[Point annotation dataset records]
____________________

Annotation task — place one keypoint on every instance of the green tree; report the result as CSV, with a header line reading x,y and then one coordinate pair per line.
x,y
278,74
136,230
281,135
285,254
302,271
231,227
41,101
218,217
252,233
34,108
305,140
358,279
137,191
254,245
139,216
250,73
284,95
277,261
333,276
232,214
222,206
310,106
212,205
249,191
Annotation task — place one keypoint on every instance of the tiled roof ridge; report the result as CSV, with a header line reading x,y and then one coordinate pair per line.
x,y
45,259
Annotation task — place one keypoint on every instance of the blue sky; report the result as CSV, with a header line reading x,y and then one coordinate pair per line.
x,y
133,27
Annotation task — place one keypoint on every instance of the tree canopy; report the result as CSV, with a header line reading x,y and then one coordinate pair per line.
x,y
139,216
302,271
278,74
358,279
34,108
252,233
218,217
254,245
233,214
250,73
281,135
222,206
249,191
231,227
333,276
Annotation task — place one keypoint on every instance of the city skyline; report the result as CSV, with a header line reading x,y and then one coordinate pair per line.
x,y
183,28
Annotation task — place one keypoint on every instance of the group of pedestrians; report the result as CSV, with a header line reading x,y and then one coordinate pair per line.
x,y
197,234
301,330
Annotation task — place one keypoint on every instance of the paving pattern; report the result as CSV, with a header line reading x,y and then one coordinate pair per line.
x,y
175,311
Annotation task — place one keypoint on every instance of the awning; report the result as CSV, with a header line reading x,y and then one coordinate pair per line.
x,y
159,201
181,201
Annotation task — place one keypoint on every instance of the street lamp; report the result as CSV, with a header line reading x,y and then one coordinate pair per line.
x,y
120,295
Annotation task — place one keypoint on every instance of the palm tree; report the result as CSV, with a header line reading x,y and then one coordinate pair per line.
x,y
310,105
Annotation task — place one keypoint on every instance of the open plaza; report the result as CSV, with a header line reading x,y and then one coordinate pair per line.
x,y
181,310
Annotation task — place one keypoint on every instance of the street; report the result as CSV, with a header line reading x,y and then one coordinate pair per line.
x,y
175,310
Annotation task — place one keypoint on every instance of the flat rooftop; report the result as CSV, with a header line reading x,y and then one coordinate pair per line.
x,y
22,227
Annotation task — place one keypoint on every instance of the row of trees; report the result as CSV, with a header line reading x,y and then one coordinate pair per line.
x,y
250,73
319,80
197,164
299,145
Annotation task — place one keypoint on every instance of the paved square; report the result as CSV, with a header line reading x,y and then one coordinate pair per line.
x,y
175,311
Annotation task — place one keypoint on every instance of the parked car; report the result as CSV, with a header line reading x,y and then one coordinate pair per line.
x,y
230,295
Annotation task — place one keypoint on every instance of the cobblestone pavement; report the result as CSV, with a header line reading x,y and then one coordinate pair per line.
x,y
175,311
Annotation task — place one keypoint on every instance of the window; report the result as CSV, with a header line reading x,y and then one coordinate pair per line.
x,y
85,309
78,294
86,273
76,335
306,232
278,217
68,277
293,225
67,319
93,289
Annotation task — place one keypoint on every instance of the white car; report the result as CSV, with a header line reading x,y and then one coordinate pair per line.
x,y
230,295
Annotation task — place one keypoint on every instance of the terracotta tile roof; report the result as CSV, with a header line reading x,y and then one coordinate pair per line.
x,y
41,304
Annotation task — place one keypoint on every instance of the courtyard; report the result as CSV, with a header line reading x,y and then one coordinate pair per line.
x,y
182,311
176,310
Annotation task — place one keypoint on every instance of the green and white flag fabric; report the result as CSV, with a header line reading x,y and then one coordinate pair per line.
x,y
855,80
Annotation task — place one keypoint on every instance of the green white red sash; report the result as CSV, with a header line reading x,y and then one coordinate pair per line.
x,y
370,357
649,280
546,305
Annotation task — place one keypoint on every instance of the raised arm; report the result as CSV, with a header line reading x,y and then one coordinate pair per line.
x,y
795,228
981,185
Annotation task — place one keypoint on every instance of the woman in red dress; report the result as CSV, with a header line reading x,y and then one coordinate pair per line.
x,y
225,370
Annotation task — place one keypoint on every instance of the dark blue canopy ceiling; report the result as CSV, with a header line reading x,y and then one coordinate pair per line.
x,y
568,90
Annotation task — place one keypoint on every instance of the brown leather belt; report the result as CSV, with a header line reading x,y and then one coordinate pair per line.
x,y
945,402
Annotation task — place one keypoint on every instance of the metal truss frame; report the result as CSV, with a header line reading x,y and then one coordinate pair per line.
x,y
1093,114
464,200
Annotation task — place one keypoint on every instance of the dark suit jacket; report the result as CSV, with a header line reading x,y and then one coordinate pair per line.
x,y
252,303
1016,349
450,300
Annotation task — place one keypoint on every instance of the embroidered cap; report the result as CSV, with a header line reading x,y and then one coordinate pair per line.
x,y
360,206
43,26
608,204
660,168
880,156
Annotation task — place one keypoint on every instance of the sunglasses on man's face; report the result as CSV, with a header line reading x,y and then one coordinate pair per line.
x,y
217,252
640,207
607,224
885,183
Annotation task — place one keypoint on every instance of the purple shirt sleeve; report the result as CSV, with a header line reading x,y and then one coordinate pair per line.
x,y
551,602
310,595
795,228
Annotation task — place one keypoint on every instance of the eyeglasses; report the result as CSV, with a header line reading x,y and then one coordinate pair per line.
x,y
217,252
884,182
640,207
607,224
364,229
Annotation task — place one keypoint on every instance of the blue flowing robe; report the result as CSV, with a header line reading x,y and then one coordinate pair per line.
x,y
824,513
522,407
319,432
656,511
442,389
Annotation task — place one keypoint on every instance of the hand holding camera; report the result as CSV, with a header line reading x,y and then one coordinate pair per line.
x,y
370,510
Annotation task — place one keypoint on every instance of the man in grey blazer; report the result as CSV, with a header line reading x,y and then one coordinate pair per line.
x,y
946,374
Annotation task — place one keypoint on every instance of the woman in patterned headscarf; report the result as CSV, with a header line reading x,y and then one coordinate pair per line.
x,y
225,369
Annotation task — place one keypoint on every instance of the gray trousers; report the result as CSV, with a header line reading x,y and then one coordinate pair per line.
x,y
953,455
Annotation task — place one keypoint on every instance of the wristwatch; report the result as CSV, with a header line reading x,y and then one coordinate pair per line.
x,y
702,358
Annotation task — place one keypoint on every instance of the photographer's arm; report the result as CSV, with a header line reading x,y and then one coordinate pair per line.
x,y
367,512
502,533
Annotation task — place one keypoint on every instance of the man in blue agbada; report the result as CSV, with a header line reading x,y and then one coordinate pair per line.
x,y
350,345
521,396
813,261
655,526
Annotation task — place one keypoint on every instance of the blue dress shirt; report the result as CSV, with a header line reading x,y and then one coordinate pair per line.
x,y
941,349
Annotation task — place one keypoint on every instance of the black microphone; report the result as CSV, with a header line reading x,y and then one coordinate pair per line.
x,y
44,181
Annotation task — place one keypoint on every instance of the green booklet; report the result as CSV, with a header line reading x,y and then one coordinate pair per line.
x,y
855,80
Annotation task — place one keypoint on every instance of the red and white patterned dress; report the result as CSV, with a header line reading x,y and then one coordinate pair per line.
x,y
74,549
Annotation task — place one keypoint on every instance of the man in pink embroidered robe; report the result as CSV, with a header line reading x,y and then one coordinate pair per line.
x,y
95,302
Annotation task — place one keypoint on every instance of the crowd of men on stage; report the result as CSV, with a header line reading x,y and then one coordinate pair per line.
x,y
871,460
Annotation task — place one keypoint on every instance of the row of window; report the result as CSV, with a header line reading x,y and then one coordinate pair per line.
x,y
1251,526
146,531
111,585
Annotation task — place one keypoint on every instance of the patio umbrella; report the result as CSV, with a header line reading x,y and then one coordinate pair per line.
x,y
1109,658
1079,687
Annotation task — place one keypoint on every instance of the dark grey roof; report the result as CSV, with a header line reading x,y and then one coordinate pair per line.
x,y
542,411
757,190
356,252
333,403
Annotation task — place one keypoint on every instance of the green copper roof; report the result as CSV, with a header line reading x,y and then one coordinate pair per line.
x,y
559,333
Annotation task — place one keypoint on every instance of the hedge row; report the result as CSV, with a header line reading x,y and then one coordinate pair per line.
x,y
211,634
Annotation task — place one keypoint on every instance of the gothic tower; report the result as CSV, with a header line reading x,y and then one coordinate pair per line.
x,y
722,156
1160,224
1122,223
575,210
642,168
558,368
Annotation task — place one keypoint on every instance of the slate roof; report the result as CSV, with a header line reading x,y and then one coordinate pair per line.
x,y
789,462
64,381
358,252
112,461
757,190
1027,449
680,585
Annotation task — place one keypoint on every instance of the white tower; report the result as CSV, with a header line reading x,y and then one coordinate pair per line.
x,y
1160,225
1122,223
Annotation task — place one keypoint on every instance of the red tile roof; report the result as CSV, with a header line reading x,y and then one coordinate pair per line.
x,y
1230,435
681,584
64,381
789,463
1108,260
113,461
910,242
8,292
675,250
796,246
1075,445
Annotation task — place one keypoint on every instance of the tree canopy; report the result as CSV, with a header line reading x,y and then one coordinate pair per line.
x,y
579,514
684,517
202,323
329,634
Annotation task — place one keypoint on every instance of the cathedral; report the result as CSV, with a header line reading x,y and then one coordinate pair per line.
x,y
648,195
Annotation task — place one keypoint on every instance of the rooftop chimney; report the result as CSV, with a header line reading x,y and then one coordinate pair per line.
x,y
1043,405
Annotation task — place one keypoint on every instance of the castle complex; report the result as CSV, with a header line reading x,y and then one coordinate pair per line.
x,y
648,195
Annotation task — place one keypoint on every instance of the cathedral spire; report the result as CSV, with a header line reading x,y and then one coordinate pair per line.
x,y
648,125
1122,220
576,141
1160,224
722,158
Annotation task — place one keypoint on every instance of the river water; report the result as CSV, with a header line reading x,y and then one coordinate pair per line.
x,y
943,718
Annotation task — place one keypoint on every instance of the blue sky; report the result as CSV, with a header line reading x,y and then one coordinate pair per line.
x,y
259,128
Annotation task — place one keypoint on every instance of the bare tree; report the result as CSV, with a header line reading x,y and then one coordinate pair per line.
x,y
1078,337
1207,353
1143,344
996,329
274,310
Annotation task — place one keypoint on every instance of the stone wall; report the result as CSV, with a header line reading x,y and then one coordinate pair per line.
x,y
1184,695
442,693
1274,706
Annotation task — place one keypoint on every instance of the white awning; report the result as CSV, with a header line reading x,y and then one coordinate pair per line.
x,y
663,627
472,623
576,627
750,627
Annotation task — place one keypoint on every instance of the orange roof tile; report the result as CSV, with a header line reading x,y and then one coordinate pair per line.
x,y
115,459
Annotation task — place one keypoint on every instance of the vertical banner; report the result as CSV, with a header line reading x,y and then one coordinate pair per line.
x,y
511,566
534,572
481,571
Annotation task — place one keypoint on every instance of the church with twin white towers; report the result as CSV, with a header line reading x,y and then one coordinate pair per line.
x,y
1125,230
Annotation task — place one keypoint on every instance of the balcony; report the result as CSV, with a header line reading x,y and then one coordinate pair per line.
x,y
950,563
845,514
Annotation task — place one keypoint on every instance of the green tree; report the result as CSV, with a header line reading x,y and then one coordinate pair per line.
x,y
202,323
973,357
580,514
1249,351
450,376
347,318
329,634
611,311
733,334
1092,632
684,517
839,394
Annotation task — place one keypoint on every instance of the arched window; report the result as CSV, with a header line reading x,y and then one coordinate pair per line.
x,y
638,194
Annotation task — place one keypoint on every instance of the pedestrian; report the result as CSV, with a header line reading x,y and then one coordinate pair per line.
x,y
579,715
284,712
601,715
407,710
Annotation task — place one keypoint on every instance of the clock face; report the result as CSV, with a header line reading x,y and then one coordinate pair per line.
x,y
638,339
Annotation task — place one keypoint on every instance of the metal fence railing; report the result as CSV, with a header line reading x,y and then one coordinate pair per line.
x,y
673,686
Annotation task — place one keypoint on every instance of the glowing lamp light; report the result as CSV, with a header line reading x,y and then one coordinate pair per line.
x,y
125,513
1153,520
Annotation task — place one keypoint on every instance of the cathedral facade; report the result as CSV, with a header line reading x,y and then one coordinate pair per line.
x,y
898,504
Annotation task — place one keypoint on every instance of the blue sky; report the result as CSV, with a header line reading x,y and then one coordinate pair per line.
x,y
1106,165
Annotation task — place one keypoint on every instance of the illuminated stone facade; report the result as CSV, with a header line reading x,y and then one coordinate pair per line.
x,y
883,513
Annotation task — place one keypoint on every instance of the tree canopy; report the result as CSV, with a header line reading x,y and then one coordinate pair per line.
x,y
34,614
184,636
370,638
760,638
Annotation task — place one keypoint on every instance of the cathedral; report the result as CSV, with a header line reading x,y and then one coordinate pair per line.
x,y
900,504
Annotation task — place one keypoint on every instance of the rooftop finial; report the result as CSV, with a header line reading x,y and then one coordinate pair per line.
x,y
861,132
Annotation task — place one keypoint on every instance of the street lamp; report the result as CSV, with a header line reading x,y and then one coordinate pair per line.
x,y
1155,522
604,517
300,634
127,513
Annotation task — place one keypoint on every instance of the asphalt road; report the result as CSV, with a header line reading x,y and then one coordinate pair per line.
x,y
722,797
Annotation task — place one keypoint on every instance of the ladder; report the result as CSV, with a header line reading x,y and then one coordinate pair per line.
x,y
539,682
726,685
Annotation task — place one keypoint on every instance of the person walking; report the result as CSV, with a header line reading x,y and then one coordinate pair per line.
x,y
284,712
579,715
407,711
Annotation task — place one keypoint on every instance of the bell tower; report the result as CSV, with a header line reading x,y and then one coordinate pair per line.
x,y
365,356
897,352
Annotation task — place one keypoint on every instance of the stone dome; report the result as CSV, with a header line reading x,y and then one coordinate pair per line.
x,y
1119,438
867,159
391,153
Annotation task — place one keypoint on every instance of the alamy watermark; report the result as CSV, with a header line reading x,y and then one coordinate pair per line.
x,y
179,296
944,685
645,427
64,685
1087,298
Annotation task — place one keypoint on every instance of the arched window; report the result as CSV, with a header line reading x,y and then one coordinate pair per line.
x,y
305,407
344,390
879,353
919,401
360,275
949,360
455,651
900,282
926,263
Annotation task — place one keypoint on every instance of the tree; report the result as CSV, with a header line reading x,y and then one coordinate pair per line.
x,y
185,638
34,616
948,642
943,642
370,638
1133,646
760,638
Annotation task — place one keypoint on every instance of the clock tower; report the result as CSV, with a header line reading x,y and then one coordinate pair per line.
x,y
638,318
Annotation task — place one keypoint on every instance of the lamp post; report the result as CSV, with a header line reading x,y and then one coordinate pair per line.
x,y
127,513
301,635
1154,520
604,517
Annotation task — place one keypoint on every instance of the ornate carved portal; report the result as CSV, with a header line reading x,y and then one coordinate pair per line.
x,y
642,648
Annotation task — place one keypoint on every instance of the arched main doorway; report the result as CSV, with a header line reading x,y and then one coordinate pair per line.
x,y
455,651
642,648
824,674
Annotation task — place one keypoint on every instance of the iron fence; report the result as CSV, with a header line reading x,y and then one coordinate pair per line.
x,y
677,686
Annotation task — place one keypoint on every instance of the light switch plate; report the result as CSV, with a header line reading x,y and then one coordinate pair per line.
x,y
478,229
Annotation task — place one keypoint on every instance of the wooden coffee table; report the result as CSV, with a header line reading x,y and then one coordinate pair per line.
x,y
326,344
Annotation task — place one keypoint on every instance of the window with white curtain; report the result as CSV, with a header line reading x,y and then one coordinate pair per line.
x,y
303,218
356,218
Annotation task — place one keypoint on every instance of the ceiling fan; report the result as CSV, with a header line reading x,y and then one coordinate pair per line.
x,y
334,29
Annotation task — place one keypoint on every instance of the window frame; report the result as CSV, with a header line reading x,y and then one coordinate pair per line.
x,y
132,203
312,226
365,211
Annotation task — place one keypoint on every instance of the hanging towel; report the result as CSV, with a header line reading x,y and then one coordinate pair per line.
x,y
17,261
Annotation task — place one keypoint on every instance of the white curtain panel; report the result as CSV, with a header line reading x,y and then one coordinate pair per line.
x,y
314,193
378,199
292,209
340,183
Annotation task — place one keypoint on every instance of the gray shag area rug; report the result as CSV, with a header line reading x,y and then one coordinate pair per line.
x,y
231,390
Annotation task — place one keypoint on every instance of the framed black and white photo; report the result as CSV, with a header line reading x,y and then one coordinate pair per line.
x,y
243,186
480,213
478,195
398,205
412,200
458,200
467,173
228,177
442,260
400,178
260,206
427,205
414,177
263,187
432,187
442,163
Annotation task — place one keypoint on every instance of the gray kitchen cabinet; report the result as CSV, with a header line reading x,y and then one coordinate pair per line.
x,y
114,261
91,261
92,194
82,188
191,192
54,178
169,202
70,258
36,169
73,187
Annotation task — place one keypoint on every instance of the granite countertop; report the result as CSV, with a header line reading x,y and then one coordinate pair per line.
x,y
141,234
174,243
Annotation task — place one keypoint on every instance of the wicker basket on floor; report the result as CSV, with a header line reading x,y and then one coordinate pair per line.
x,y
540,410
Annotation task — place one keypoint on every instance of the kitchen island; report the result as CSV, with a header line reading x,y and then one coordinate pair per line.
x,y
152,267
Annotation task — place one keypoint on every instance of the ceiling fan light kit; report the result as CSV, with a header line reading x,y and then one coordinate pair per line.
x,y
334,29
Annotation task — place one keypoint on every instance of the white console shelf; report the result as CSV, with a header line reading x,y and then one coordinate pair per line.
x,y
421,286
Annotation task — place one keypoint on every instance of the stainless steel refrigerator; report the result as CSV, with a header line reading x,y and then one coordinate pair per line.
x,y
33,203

____________________

> **Your instructions**
Repeat only the stretch of lines that begins at the line containing "the gray kitchen" and ends at the last line above, both included.

> **Completed exercise**
Annotation task — place one keypoint on every instance of the gray kitchen cabinet; report the result as CSV, with a header line reading x,y and then one coordinate pair per line.
x,y
114,261
91,261
92,194
82,188
191,192
54,178
169,202
70,258
36,169
73,187
Annotation task — place one keypoint on every instance of the granite countertop; report the result as CSV, with a header line reading x,y and then one coordinate pair per line.
x,y
141,234
174,243
Annotation task — place one keypoint on every instance of the wicker basket on floor; report the result as CSV, with a header line reading x,y and then one coordinate pair per line.
x,y
540,410
Annotation task — place one keypoint on every instance of the kitchen island; report the result as CSV, with a header line reading x,y and then one coordinate pair per line.
x,y
152,267
Annotation task — place one keypoint on every instance of the ceiling fan light kit; report the result as CSV, with a header line reading x,y and then one coordinate pair per line.
x,y
334,29
Annotation task — place one keypoint on every instance of the white console shelf; report the result as CSV, with a header line reading x,y and then one coordinate pair per line.
x,y
421,286
Annotation task — place one keypoint on every instance of the stainless steel refrigerator; report the result as CSV, with a header line reading x,y and then one coordinate pair per line.
x,y
33,203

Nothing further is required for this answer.